→ WRITTEN TASK A:
In the yeast sludge thread, at what temperature does one poster suggest brewing S-189?
→ WRITTEN TASK B:
List every yeast named in the yeast sludge thread.
→ WRITTEN TASK C:
Retype the yeast sludge thread from "I only ask because" to "your hop aroma.".

# Yeast Sludge



## melinda (20/11/12)

G'day Men,

I have an ale that has stopped fermenting. On top is a thick yeast sludge. Normally I have a clearish surface before I crash chill. Should I crash chill with this sludge on top, or scoop it off? I don't really want to touch it if possible.

Cheers,
Cadbury


----------



## vortex (20/11/12)

That's Krausen, it'll drop on it's own when the fermentation is done. Are you sure it's at FG?


----------



## Diesel80 (20/11/12)

cadbury said:


> G'day Men,
> 
> I have an ale that has stopped fermenting. On top is a thick yeast sludge. Normally I have a clearish surface before I crash chill. Should I crash chill with this sludge on top, or scoop it off? I don't really want to touch it if possible.
> 
> ...



lemme guess US-05 yeast?

Cheers,
D80


----------



## melinda (20/11/12)

Yes it is US-05 yeast


----------



## RagingBull (20/11/12)

found this happens with us05 when i ferment cold. crash chill and it will drop. no worries


----------



## Brewer_010 (20/11/12)

Agree, crash chill and it will go. A bit OT but i really cant stand us-05, had a few brews with off flavours, poor performance before ditching it altogether. If you must use a dry yeast, try the S-189 brewed at 16 degrees and you'll find you get better results.
Cheers.


----------



## Bribie G (20/11/12)

US-05 has some close cousins in the Wyeast family that don't do this and settle out a lot quicker, for example Wyeast American Ale, American Ale 2.


----------



## Beerisyummy (20/11/12)

RagingBull said:


> found this happens with us05 when i ferment cold. crash chill and it will drop. no worries



RB,
When you say ferment cold, what temps are you talking?
I only ask because I've used us-05 for several brews at different temps and haven't experienced this yet. After the two week mark mine have all been really clear on top with a huge scum ring on the fermenter.


----------



## Nick JD (20/11/12)

I once bottled a US05 batch with an inch thick krausen on it. 

Was fermented in the early 20s. No idea what leads this yeast to decide to float. 

Every time I use it I think, "WTF am I using it, again?" Damned cloudy bitch! You need three pigskins worth of geletine to clear it up if you don't want to wait 2 weeks for it to settle out cold and lose all your hop aroma.

US05 is a gateway yeast. We'll all end up buying the good stuff eventually.


----------



## QldKev (20/11/12)

Glad I read this thread. I haven't used us-05 for a while, and thought maybe give it a go again. I think I'll stay with San Diego yeast for now.

QldKev


----------



## [email protected] (20/11/12)

While there are much nicer liquid yeasts out there, I have never had a problem with US05. However, that is pitching 1 gram of dry yeast / L of wort, 1.5g for anything over 1060. Which from my own reading is common practice for the many many commercial breweries that use it without fail.

Hits final gravity in 3 days, krausen drops a few days later, with cold and a little bit of time it will clear up nicely.

Neutral ,clean and fast fermenting ale yeast. 

Simply, if you have problems with it it, it is your fault not the yeast.

→ DATASET EXCERPT:
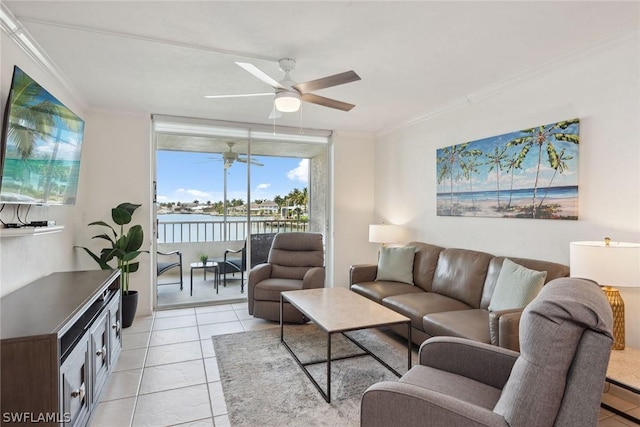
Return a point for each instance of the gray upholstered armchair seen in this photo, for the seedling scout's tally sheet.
(296, 261)
(556, 380)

→ TASK RESPONSE A:
16 degrees

→ TASK RESPONSE B:
US-05, S-189, Wyeast American Ale, American Ale 2, San Diego yeast

→ TASK RESPONSE C:
I only ask because I've used us-05 for several brews at different temps and haven't experienced this yet. After the two week mark mine have all been really clear on top with a huge scum ring on the fermenter.


----------



## Nick JD (20/11/12)

I once bottled a US05 batch with an inch thick krausen on it. 

Was fermented in the early 20s. No idea what leads this yeast to decide to float. 

Every time I use it I think, "WTF am I using it, again?" Damned cloudy bitch! You need three pigskins worth of geletine to clear it up if you don't want to wait 2 weeks for it to settle out cold and lose all your hop aroma.